:: Work required ::
Return, word for word, only the lines from the one containing "TARGET = bush in yard" through the last line of the entries.

Image point annotation entries

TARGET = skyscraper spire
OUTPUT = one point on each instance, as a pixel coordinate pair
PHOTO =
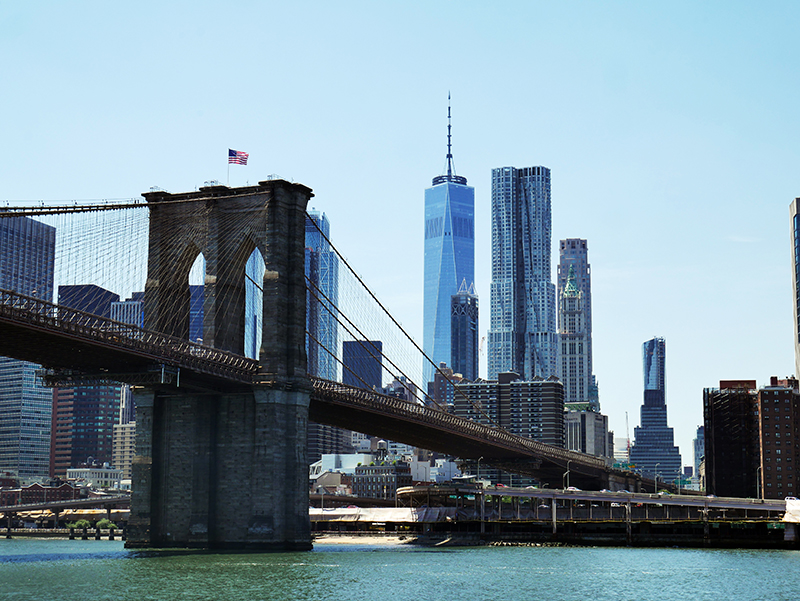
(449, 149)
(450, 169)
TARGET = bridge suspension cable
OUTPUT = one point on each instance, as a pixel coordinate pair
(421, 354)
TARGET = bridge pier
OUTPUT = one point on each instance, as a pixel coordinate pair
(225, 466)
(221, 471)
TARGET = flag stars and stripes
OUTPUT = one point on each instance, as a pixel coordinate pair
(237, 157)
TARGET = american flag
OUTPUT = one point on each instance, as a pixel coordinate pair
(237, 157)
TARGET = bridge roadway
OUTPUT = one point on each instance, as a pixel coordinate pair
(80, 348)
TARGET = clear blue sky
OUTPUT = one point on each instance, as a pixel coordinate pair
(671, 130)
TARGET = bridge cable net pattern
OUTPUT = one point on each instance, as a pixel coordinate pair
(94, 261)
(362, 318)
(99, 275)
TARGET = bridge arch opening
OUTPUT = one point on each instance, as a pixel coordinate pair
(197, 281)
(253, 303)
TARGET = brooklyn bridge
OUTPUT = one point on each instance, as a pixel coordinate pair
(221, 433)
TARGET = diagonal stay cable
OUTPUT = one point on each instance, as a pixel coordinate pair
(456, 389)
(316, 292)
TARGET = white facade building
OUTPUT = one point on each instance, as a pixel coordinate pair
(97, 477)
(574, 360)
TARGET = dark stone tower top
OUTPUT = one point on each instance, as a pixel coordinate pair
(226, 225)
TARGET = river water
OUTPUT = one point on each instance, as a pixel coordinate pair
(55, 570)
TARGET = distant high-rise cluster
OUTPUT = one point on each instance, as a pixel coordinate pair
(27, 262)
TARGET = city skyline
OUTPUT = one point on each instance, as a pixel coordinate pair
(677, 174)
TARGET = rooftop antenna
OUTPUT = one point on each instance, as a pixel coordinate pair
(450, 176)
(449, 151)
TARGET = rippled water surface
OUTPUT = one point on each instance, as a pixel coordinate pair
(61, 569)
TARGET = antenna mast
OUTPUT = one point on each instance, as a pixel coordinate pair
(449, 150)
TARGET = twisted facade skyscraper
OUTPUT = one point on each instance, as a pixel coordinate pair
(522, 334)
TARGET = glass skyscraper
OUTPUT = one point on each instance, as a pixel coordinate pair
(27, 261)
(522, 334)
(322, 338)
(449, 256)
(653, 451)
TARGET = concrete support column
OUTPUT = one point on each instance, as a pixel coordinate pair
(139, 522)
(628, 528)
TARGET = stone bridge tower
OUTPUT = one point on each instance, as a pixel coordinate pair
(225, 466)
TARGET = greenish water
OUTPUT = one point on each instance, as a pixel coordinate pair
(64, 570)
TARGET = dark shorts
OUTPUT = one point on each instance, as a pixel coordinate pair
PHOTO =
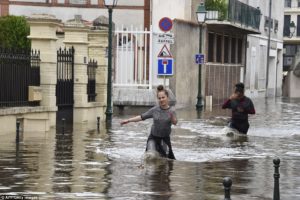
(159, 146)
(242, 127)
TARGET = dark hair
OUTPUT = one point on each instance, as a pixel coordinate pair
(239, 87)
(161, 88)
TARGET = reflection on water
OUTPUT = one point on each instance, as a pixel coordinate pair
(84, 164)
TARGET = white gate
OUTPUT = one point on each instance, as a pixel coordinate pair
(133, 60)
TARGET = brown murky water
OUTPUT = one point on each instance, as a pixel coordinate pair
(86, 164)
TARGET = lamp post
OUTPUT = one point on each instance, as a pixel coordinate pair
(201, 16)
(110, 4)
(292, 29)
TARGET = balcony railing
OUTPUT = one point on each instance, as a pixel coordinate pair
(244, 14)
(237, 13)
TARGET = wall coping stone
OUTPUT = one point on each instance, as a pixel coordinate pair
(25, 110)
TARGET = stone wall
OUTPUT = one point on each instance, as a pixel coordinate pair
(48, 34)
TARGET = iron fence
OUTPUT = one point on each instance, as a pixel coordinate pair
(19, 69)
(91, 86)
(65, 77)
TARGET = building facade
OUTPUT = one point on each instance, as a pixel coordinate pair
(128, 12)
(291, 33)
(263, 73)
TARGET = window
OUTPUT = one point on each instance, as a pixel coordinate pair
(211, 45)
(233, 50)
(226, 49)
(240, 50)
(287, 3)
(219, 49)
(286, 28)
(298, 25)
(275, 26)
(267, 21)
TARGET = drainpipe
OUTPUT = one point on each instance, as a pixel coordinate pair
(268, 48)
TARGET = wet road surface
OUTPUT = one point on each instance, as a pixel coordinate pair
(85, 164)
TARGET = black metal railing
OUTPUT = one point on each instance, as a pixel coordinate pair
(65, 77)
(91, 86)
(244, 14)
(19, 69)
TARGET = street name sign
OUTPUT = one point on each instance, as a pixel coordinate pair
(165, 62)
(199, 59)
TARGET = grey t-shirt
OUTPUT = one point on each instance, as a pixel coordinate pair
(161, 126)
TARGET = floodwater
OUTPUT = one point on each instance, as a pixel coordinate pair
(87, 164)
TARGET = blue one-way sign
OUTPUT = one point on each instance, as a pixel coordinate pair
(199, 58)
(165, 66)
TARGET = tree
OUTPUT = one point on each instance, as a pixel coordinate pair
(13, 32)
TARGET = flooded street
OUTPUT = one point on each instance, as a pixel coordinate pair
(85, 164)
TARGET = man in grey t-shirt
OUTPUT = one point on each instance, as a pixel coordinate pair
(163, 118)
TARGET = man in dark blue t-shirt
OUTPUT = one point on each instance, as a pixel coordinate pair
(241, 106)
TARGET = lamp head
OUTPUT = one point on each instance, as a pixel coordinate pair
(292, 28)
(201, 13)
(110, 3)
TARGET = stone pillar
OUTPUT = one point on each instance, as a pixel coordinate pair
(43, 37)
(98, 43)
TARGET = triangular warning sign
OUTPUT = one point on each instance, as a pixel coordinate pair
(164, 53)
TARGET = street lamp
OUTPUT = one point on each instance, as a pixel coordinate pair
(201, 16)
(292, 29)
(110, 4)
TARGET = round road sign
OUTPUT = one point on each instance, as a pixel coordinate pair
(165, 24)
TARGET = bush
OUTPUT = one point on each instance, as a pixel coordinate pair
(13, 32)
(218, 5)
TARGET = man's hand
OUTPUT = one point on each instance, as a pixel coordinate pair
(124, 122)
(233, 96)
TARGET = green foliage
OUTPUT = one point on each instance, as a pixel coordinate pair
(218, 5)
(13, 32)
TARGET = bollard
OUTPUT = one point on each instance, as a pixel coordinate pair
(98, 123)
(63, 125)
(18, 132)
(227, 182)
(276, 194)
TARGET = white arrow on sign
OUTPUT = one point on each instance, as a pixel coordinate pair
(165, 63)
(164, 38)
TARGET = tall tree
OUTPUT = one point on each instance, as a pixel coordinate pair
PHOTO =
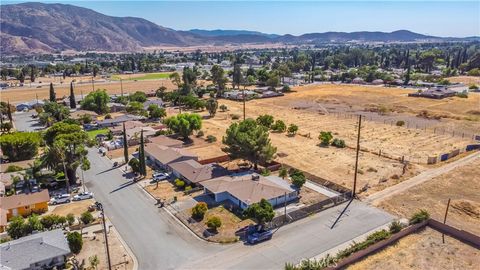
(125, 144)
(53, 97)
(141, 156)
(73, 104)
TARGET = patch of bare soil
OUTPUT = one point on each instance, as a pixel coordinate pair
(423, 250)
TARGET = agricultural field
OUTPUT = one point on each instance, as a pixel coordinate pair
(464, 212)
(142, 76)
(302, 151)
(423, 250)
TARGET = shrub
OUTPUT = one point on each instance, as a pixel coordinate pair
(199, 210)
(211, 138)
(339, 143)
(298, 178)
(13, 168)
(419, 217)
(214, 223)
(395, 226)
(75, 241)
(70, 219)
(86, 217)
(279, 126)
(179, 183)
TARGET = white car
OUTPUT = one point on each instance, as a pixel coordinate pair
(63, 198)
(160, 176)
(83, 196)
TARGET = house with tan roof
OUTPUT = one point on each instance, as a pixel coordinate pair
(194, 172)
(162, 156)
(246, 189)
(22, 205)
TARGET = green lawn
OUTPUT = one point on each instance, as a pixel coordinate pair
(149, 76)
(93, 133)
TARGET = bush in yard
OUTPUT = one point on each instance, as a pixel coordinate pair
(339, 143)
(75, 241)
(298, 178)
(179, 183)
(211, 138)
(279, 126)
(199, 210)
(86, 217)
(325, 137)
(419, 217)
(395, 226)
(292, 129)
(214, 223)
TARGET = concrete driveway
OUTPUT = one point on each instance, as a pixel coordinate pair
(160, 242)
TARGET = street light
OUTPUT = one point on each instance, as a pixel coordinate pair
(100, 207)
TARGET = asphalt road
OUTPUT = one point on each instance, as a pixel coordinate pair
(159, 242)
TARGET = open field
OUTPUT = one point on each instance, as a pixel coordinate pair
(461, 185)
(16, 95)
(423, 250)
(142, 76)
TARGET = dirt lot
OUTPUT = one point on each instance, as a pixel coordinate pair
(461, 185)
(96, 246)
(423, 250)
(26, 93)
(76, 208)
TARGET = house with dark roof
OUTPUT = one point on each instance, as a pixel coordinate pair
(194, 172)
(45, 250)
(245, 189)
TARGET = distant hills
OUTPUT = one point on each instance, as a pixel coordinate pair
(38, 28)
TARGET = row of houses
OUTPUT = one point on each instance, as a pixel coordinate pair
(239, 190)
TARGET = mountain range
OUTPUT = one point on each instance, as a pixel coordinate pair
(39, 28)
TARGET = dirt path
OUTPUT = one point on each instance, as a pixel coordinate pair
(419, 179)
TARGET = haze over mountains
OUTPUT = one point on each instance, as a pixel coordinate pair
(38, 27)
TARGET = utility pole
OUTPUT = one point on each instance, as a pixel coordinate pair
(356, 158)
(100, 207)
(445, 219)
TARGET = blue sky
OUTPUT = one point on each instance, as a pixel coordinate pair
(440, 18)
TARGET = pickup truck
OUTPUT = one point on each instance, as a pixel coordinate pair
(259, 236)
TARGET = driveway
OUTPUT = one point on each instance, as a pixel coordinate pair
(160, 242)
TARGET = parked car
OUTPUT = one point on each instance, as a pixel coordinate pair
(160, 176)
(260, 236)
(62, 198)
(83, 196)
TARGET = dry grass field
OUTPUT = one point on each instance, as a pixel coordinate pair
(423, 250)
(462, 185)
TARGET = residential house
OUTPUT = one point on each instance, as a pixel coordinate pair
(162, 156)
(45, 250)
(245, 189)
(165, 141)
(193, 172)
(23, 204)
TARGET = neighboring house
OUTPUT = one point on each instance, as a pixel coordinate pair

:: Solution to the problem ::
TARGET = bush in yard
OUTPUT = one point on each instance, as a pixel coordinate pair
(339, 143)
(75, 241)
(298, 178)
(179, 183)
(211, 138)
(279, 126)
(199, 210)
(86, 217)
(325, 137)
(419, 217)
(395, 226)
(292, 129)
(214, 223)
TARGET = concrete driveway
OUTPUT = one point on each instance, as a pixel coordinate pair
(160, 242)
TARGET = street light
OUTPUT = one point on each instance, as a pixel coordinate pair
(100, 207)
TARGET = asphalt road
OUTPUT = one point on each instance, as a pixel coordinate pair
(159, 242)
TARGET = open field
OUTPUT = one point on each instance, as a pixel coordinate pair
(461, 185)
(16, 95)
(423, 250)
(142, 76)
TARGET = dirt lot
OUTPUT = one point on each instance, as a pixel coordinate pair
(461, 185)
(96, 246)
(423, 250)
(26, 93)
(76, 208)
TARGET = house with dark roof
OUTPUT = one point on each instance, as a pixel coordinate pair
(194, 172)
(45, 250)
(245, 189)
TARGET = distant hills
OUTPUT = one point on each instance, as a pixel coordinate pair
(38, 28)
TARGET = row of houses
OUTPUT = one point on each instance, as a pixel coordinate pair
(239, 190)
TARGET = mountain range
OUTPUT = one point on each instance, as a pixel coordinate pair
(39, 28)
TARGET = dirt path
OUTPUT = one point on each instance, as a pixel coordinate pair
(419, 179)
TARGET = haze over mountains
OUTPUT = one point on each instance, as a pixel coordinate pair
(38, 27)
TARGET = utility pole
OUTPUT = one point on each instance, as a pixel coordinate pair
(356, 158)
(100, 207)
(445, 219)
TARGET = blue sky
OUTPUT = one point on each instance, as a pixel coordinate pair
(440, 18)
TARGET = pickup truck
OUTPUT = one point on each instance, as a pixel coordinate pair
(259, 236)
TARGET = driveway
OUTPUT = one point on each instance, as a pixel coordinate pair
(160, 242)
TARGET = parked car
OUTPUT = one point on each instance, as a pixel coordinate pair
(160, 176)
(260, 236)
(62, 198)
(83, 196)
TARGET = dry grass field
OUTPUT = one point on each instance, as a pixel coordinate pair
(423, 250)
(462, 185)
TARGET = residential house
OUTPUT = one point on each instance, as a pixel coordinate pair
(162, 156)
(45, 250)
(245, 189)
(165, 141)
(193, 172)
(23, 204)
TARGET = neighboring house
OUTPUT = one point on each instance, as a pixel coordinate pair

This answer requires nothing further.